THINGS TO DO -
**1)** In the passage on India's borders, what did the Chinese build through Aksai Chin, as found in 1957?
**2)** Rewrite the passage on India's borders from "Matters really heated" up to and including "was granted asylum.", putting "journal" in place of "magazine".
**3)** According to the passage on India's borders, why did the Chinese say the McMohan Line was not valid?

ARTICLE -
◆ ◆ ◆ ◆ ◆
Read Land of seven rivers: History of India's Geography Online
Authors: Sanjeev Sanyal
After independence, India’s focus remained on Kashmir’s western border, leaving the eastern boundary essentially unmarked and unpatrolled. Sino–India relations in the early 1950s were marked by great shows of friendship by Premiers Nehru and Chou En-Lai. It was the age of ‘Hindi-Chini Bhai-Bhai’ (meaning Indians and Chinese are brothers). It appears that Nehru was led to believe that the Chinese accepted the McMohan Line in the east and that any disagreements over the western border could be ironed out by friendly negotiations. Thus, it came as a shock when it was found in 1957 that, over the previous year, the Chinese had quietly built a highway between Tibet and Xinjiang that went right through Aksai Chin. The Indian government did not even know about such a major project being constructed on territory that it claimed!
Matters really heated up from there. An official Chinese magazine published a map in 1958 that showed large parts of Ladakh and the North East Frontier Agency (NEFA) as part of Chinese territory. If any reader was not convinced about the importance of cartography in history, I hope they have changed their mind by now. Nehru wrote angry letters to Chou En-Lai. The Chinese responded that Aksai Chin had always been Chinese territory and that the McMohan Line was not valid as it had been concluded between British imperialists and the
Tibet Region of China (implying that a mere province had no business negotiating the national boundary). In the middle of all the letter-writing, in March 1959, the Dalai Lama fled to India via Tawang and was granted asylum.
◆ ◆ ◆ ◆ ◆
COLLECTED DATA -

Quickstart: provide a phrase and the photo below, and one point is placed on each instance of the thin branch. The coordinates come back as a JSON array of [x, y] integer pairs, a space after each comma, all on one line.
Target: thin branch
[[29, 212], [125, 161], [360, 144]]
◆ ◆ ◆ ◆ ◆
RESULTS FOR THE EXERCISE -
**1)** A highway between Tibet and Xinjiang.

**2)**
Matters really heated up from there. An official Chinese journal published a map in 1958 that showed large parts of Ladakh and the North East Frontier Agency (NEFA) as part of Chinese territory. If any reader was not convinced about the importance of cartography in history, I hope they have changed their mind by now. Nehru wrote angry letters to Chou En-Lai. The Chinese responded that Aksai Chin had always been Chinese territory and that the McMohan Line was not valid as it had been concluded between British imperialists and the
Tibet Region of China (implying that a mere province had no business negotiating the national boundary). In the middle of all the letter-writing, in March 1959, the Dalai Lama fled to India via Tawang and was granted asylum.

**3)** They said it had been concluded between British imperialists and the Tibet Region of China. This implied that a mere province had no business negotiating the national boundary.